--- START OF Selected excerpt ---

After investigating and interrogating a person known only as Molefe, the detainee implicated Mnisi, a member of MK who under interrogation revealed information about MK operations inside the country, and its base in Swaziland. Mnisi was turned into an askari and ordered to lure MK operative George to meet him at the Swaziland border, where would be arrested. Mnisi and other members of the police proceeded to the Oshoek border post on the Swaziland border. Members of the task-force crossed the border and took up positions near the agreed meeting. George’s vehicle stopped some distance from the meeting point, throwing the operation into jeopardy. But when George’s car moved within range, members of Special Task Force fired, killing George and his MK comrade Brown.

In 1983 Brigadier Schoon ordered the elimination of Zwelibanzi Nyanda, a commander of MK units operating in Swaziland. Accompanied by Captain Eugene de Kock, among other security policemen, Jan Hattingh Cronje crossed into Swaziland and stayed at a hotel in Mbabane, where they prepared for the operation. At night, they raided the house where Nyanda and lived with another MK member, Keith MacFadden. Both were killed, while the informer who had disclosed their address was allowed to escape.

In June 1985 South African policemen and a member of Inkatha Freedom Party (IFP) crossed into Swaziland and kidnapped Jameson Nongolozi Mngomezulu and two other people. He was taken to Moolman, just outside Piet Retief in KwaZulu-Natal, before being moved to Leeuwspoor, a farm close to Jozini which was the headquarters of the northern Natal security police. After being severely tortured he lapsed into a coma and died. The security police then destroyed his body by blowing it up at a missile range near Sodwana Bay.

--- END OF Selected excerpt ---
--- START OF Information given ---

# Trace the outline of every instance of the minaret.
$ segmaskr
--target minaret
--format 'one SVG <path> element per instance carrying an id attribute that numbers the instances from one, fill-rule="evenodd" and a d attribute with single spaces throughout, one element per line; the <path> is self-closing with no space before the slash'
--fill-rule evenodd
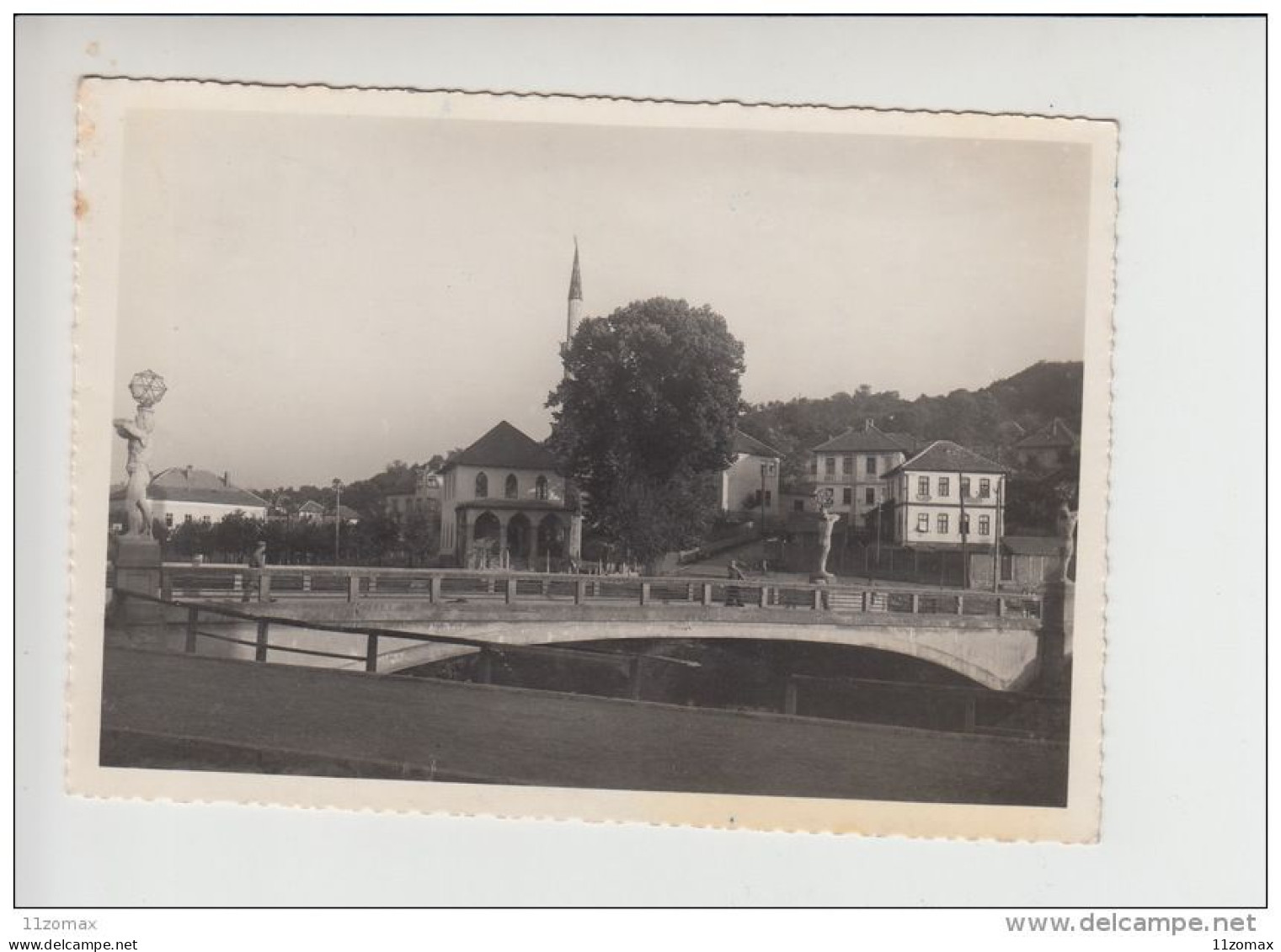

--- END OF Information given ---

The problem. Can you reproduce the passage on security police operations against MK members in Swaziland word for word, from its first sentence to its last?

Task output.
After investigating and interrogating a person known only as Molefe, the detainee implicated Mnisi, a member of MK who under interrogation revealed information about MK operations inside the country, and its base in Swaziland. Mnisi was turned into an askari and ordered to lure MK operative George to meet him at the Swaziland border, where would be arrested. Mnisi and other members of the police proceeded to the Oshoek border post on the Swaziland border. Members of the task-force crossed the border and took up positions near the agreed meeting. George’s vehicle stopped some distance from the meeting point, throwing the operation into jeopardy. But when George’s car moved within range, members of Special Task Force fired, killing George and his MK comrade Brown.

In 1983 Brigadier Schoon ordered the elimination of Zwelibanzi Nyanda, a commander of MK units operating in Swaziland. Accompanied by Captain Eugene de Kock, among other security policemen, Jan Hattingh Cronje crossed into Swaziland and stayed at a hotel in Mbabane, where they prepared for the operation. At night, they raided the house where Nyanda and lived with another MK member, Keith MacFadden. Both were killed, while the informer who had disclosed their address was allowed to escape.

In June 1985 South African policemen and a member of Inkatha Freedom Party (IFP) crossed into Swaziland and kidnapped Jameson Nongolozi Mngomezulu and two other people. He was taken to Moolman, just outside Piet Retief in KwaZulu-Natal, before being moved to Leeuwspoor, a farm close to Jozini which was the headquarters of the northern Natal security police. After being severely tortured he lapsed into a coma and died. The security police then destroyed his body by blowing it up at a missile range near Sodwana Bay.